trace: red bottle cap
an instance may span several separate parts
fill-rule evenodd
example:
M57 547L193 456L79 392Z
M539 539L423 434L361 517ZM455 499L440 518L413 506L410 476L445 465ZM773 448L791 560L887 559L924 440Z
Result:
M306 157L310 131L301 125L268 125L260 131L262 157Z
- - -
WORK ITEM —
Output every record above in full, exactly as it reads.

REPLY —
trace: red bottle cap
an instance may span several separate parts
fill-rule evenodd
example:
M57 547L193 456L79 392Z
M539 539L423 434L361 517ZM455 499L440 518L413 506L410 476L445 465ZM773 448L791 560L887 559L924 440Z
Result:
M306 157L310 131L301 125L268 125L260 131L262 157Z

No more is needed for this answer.